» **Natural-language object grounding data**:
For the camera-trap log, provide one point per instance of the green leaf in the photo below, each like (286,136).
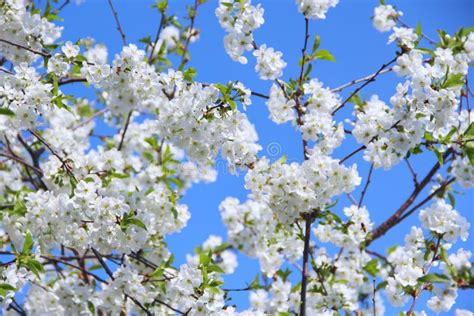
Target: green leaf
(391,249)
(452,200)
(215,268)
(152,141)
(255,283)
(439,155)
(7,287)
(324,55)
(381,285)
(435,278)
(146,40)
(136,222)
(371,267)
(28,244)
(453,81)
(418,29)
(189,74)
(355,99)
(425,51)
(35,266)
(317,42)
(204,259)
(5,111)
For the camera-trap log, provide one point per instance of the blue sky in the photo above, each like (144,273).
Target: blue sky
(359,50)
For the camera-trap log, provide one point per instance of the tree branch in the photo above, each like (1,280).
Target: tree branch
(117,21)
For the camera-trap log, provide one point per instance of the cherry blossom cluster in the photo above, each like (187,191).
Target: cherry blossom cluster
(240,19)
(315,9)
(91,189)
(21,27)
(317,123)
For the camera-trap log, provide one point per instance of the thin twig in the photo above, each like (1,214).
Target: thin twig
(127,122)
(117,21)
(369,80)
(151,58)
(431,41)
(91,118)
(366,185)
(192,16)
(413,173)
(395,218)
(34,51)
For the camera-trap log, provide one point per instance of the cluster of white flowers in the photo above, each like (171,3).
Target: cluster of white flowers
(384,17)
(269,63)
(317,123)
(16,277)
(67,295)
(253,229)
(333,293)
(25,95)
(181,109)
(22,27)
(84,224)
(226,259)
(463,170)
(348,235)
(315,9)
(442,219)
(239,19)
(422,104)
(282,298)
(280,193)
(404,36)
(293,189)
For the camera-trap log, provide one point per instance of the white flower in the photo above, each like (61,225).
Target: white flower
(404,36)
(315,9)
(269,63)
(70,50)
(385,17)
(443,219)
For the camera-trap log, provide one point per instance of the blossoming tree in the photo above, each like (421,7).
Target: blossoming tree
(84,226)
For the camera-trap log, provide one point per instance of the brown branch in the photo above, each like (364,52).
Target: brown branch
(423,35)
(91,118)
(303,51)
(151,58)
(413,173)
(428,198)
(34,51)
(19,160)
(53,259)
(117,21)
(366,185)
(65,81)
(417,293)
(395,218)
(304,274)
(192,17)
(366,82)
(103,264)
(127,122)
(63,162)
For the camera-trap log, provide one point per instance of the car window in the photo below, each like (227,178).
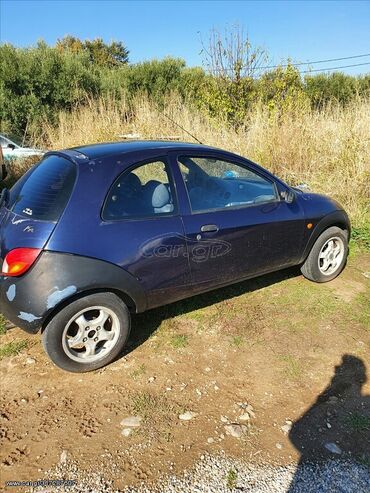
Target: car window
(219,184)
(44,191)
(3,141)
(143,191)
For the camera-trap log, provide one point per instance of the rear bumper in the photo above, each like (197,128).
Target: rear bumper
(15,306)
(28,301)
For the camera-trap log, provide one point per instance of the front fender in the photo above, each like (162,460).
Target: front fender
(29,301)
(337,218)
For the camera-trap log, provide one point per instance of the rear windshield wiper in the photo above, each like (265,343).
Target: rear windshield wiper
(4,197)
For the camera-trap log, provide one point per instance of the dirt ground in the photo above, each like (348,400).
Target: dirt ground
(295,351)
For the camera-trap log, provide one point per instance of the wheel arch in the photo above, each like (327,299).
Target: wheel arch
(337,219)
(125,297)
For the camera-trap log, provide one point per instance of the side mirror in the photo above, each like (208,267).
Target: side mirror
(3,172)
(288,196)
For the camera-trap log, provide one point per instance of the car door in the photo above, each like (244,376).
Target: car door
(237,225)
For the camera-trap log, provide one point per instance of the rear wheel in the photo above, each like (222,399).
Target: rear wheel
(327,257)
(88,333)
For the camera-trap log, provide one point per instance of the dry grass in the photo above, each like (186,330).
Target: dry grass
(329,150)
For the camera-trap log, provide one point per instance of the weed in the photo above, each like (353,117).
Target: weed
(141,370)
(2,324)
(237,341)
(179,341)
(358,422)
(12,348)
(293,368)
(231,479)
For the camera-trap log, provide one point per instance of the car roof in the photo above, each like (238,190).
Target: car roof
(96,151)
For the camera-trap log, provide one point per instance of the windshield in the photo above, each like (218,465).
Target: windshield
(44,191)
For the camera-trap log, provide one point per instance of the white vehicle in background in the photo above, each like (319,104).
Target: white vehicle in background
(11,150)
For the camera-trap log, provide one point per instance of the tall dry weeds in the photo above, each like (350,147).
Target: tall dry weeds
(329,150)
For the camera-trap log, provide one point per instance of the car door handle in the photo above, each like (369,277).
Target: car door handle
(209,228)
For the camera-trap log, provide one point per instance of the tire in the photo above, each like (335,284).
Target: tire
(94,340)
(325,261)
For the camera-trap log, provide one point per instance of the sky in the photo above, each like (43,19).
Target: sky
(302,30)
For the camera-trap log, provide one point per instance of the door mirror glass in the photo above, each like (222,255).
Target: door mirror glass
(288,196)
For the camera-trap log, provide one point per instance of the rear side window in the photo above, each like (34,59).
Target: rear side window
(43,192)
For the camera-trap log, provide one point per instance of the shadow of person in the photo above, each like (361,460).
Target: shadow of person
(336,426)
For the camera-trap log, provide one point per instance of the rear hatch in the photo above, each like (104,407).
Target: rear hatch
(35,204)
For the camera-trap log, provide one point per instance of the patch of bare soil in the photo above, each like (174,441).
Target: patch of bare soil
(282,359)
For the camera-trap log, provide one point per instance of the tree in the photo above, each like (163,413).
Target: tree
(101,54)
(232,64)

» **What this task involves**:
Repeat, exactly as they stand, the line that contains "Target: sky" and all the lines after it in the data above.

» **Answer box**:
Target: sky
(302,30)
For the camera-trap log, provide one point per instance of the door mirror glass in the photo above, each like (222,255).
Target: door mirror glass
(288,196)
For the camera-trap log, provide one point per instance of the rear side window in the photo above, each like (34,59).
Target: rear side window
(43,192)
For the camera-trap log, provide one point per instance of the shadow of person in the photo above, each like (361,460).
Target: shadow of person
(336,426)
For the camera-trap log, provide one point per instance of the rear hatch in the photo above, each like (104,407).
Target: rear hatch
(35,204)
For the camera-trap log, provide one point per instance of the patch of bare soil in the photo above, each like (174,441).
Target: patch of bare soil
(282,359)
For the camera-trap log, provide one point per instance of the tree in the photo above, each like (163,413).
Target: tree
(101,54)
(232,64)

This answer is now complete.